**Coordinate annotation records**
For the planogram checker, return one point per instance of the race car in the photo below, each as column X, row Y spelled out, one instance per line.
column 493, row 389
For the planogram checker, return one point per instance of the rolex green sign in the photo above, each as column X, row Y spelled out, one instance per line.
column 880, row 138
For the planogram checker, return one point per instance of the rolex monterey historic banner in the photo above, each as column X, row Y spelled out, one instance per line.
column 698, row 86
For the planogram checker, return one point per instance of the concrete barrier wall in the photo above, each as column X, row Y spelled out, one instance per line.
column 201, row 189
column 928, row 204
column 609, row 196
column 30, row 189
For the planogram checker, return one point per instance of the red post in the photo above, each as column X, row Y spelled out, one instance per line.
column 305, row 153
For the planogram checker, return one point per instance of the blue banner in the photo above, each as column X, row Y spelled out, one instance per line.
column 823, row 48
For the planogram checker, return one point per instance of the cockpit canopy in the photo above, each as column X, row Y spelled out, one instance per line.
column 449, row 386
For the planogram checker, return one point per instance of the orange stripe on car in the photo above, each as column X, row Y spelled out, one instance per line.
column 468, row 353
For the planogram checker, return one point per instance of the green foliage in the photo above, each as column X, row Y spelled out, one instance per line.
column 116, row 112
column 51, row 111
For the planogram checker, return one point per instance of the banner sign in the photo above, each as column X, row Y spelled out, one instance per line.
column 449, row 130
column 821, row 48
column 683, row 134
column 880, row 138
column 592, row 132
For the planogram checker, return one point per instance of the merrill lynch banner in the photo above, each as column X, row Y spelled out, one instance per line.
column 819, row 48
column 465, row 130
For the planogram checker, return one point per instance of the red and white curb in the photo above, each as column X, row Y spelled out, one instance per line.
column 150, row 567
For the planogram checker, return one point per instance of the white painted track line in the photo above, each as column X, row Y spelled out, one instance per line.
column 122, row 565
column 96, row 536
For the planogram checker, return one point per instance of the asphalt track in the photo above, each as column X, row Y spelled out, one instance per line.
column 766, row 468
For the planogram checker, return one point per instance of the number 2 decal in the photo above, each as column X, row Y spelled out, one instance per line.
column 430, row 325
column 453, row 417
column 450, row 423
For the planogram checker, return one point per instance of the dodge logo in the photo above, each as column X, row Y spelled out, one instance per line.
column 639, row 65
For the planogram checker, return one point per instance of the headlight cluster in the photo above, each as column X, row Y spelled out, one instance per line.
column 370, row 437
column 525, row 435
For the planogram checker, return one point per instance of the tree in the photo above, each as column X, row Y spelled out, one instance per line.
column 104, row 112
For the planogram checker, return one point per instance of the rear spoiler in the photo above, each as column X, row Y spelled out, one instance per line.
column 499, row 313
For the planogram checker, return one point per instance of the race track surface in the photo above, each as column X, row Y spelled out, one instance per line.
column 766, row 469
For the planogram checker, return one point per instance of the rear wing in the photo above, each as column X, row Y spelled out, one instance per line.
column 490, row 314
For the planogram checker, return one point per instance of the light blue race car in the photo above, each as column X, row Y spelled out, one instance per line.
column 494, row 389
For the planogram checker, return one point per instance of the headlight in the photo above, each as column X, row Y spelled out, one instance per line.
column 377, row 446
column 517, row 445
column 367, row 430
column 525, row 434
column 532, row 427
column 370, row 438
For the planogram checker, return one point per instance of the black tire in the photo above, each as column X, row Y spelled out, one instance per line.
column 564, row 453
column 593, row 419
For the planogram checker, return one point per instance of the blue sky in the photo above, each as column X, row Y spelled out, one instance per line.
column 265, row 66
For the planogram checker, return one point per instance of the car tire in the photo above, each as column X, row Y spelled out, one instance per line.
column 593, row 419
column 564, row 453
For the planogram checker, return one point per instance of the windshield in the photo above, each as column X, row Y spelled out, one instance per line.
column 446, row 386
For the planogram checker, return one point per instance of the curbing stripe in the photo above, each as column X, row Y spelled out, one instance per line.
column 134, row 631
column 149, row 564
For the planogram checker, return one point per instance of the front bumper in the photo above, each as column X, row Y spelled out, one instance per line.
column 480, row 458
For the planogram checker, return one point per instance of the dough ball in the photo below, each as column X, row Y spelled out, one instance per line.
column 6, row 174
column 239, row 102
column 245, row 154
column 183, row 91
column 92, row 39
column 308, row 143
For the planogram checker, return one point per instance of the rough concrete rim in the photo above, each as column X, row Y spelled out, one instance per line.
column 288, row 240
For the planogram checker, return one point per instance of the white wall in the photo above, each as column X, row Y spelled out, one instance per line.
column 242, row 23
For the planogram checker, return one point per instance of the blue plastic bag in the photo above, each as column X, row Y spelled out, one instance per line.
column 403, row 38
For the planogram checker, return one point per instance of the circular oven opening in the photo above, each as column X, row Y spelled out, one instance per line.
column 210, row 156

**TASK DESCRIPTION**
Write out every one of the records above word for word, changing nothing.

**THE SOLUTION**
For the planogram checker, return one point per instance of the race car in the photo below, each as column X, row Y spelled out, one instance per line.
column 493, row 389
For the planogram checker, return one point per instance of the rolex green sign in the photo above, each as column X, row Y spelled out, one instance per line.
column 880, row 138
For the planogram checker, return one point per instance of the rolex monterey historic banner in the photo above, each as column X, row Y spelled out, one instance per line.
column 698, row 86
For the planogram checker, return one point per instance of the concrete barrier wall in the photo above, each as column X, row Y spelled out, one instance per line.
column 201, row 189
column 928, row 204
column 609, row 196
column 30, row 189
For the planogram checker, return one point per instance of the red post in the photo above, each as column X, row Y spelled out, one instance per line.
column 305, row 153
For the planogram checker, return one point per instance of the blue banner in the photo above, each as column X, row Y spelled out, one instance per line.
column 823, row 48
For the planogram checker, return one point per instance of the cockpit canopy in the photo above, each as column X, row Y spelled out, one instance per line.
column 449, row 386
For the planogram checker, return one point per instance of the orange stripe on car in the photo above, each as column X, row Y spelled out, one instance per line.
column 468, row 353
For the planogram checker, return one point per instance of the green foliage in the photo above, each as column X, row Y spelled out, one instance per line.
column 116, row 112
column 51, row 111
For the planogram checker, return one point per instance of the banner sign in the photo above, each as column X, row Y spelled out, one instance per line.
column 449, row 130
column 821, row 48
column 683, row 134
column 880, row 138
column 592, row 132
For the planogram checker, return one point per instance of the merrill lynch banner in the photo above, each as column X, row Y spelled out, one instance per line.
column 819, row 48
column 465, row 130
For the planogram checker, return one point per instance of the red and white curb in the photo above, each as column X, row Y spelled out, one instance per line.
column 150, row 567
For the planogram checker, return one point per instance of the white painted track line in the photo above, each as column X, row Y spelled out, one instance per line.
column 122, row 565
column 96, row 536
For the planogram checker, return one point per instance of the asphalt track in the photo above, each as column X, row Y spelled out, one instance per line.
column 766, row 468
For the planogram checker, return one point per instance of the number 2 decal in the photo above, each as column X, row Y spelled out, one instance per line.
column 430, row 325
column 453, row 417
column 450, row 423
For the planogram checker, return one point per instance of the dodge logo in the photo above, each as column X, row Y spelled out, one instance per line.
column 639, row 65
For the planogram checker, return one point per instance of the headlight cluster in the photo above, each as column X, row Y spelled out, one instance per line.
column 370, row 437
column 525, row 435
For the planogram checker, return one point per instance of the tree in the photo above, each as column X, row Y spelled out, one instance per line.
column 104, row 112
For the planogram checker, return one point per instance of the rear spoiler in the photo above, each as column X, row Y spelled out, one instance per line.
column 499, row 313
For the planogram checker, return one point per instance of the race track surface in the photo above, each as column X, row Y spelled out, one instance per line.
column 766, row 469
For the planogram checker, return one point per instance of the rear wing in the photo above, each as column X, row Y spelled out, one instance per line.
column 490, row 314
For the planogram checker, return one point per instance of the light blue race car in the photo above, each as column X, row Y spelled out, one instance per line.
column 494, row 389
For the planogram checker, return one point per instance of the headlight in the photo above, each as column X, row Y spelled out, one instance per line.
column 377, row 446
column 517, row 445
column 367, row 430
column 525, row 434
column 532, row 427
column 370, row 438
For the planogram checker, return one point per instance of the black tire in the photo above, each as column X, row Y spelled out, one instance per line.
column 564, row 453
column 593, row 419
For the planogram checker, return one point per instance of the blue sky in the photo above, each as column X, row Y spelled out, one instance per line.
column 265, row 66
For the planogram checker, return one point per instance of the car tire in the photo above, each as column X, row Y spelled out, one instance per line.
column 593, row 419
column 564, row 453
For the planogram checker, return one point per instance of the windshield in the photo above, each as column X, row Y spelled out, one instance per line.
column 446, row 386
For the planogram checker, return one point per instance of the curbing stripe in the photo above, each as column X, row Y spelled out, one instance per line.
column 134, row 631
column 149, row 564
For the planogram checker, return one point per instance of the front bumper in the photo above, each as column X, row Y spelled out, one instance per line.
column 480, row 458
For the planogram checker, return one point per instance of the dough ball in the photo below, each as column X, row Y spelled out, one instance per line.
column 6, row 174
column 239, row 102
column 245, row 154
column 183, row 91
column 92, row 39
column 308, row 143
For the planogram checker, return one point per instance of the rough concrete rim in the photo above, each as column X, row Y spelled out, one instance per line.
column 288, row 240
For the planogram checker, return one point per instance of the white wall in the photo above, each as column X, row Y spelled out, one instance per line.
column 242, row 23
For the planogram checker, return one point per instance of the blue plastic bag in the photo above, each as column X, row Y spelled out, one instance per line.
column 403, row 38
For the planogram checker, return one point per instance of the circular oven opening in the photo above, each as column X, row Y spelled out, one instance per line.
column 210, row 156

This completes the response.